(Aufgabenstellung) Schreib die Zeilen Wort für Wort ab, angefangen mit der Zeile mit „grate in this photo.“ bis zum Ende der Datensätze.

(Arbeitsdaten)

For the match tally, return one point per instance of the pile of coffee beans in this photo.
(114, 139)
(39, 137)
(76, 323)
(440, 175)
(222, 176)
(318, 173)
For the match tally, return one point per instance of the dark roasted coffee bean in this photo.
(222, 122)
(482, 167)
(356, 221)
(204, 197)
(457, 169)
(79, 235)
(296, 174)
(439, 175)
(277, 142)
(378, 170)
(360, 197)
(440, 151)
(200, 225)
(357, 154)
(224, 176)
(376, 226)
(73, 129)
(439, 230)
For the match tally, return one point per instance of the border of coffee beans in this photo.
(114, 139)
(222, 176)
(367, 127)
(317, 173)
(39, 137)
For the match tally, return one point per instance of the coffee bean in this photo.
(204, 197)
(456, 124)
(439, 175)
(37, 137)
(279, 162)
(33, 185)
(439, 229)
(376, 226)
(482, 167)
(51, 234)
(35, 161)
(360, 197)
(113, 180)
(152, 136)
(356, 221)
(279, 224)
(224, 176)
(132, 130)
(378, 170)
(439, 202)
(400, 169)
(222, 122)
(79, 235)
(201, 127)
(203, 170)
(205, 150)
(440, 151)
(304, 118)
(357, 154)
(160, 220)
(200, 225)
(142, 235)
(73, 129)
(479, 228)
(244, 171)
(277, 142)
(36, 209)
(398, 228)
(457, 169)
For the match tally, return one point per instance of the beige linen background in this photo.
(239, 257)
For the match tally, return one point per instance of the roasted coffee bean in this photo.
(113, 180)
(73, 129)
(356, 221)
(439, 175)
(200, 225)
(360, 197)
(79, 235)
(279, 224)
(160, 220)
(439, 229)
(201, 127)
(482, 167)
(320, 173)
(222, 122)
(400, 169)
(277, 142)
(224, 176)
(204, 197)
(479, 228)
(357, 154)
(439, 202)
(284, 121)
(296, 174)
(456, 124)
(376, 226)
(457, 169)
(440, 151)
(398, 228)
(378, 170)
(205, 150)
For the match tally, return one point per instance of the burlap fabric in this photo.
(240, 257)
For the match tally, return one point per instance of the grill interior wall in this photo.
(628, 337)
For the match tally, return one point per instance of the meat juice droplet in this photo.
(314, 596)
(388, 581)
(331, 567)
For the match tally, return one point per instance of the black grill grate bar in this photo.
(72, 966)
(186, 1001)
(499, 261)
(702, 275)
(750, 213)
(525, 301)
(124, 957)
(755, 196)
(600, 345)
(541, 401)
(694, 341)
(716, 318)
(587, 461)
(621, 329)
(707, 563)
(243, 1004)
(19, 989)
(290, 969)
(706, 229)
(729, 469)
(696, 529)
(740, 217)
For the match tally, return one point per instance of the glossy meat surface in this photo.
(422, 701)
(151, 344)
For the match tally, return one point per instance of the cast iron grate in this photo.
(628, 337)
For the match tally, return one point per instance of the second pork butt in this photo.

(Schriftliche Lösung)
For the match tally, return one point per instance of the cast iron grate in this photo.
(628, 337)
For the match tally, return one point per instance of the second pork butt in this photo.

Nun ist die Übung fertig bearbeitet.